• **About this exercise**:
The records below are to be returned exactly as written, minus their pictures.

(Saved entries)
=== Section Start ===

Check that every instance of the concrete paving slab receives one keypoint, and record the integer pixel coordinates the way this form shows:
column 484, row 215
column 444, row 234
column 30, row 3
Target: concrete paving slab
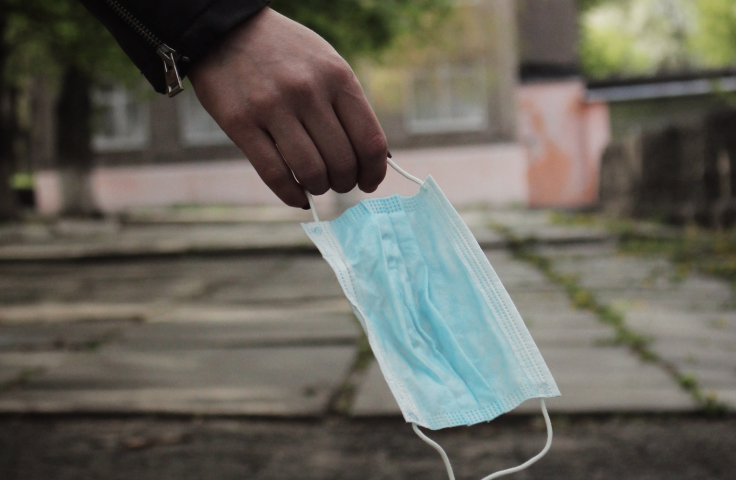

=== Section End ===

• **Written response**:
Check that every instance of the concrete paving slab receives one keypoint, and record the integer pixel coordinates the way this form shows:
column 484, row 215
column 444, row 234
column 30, row 3
Target: concrete paving slab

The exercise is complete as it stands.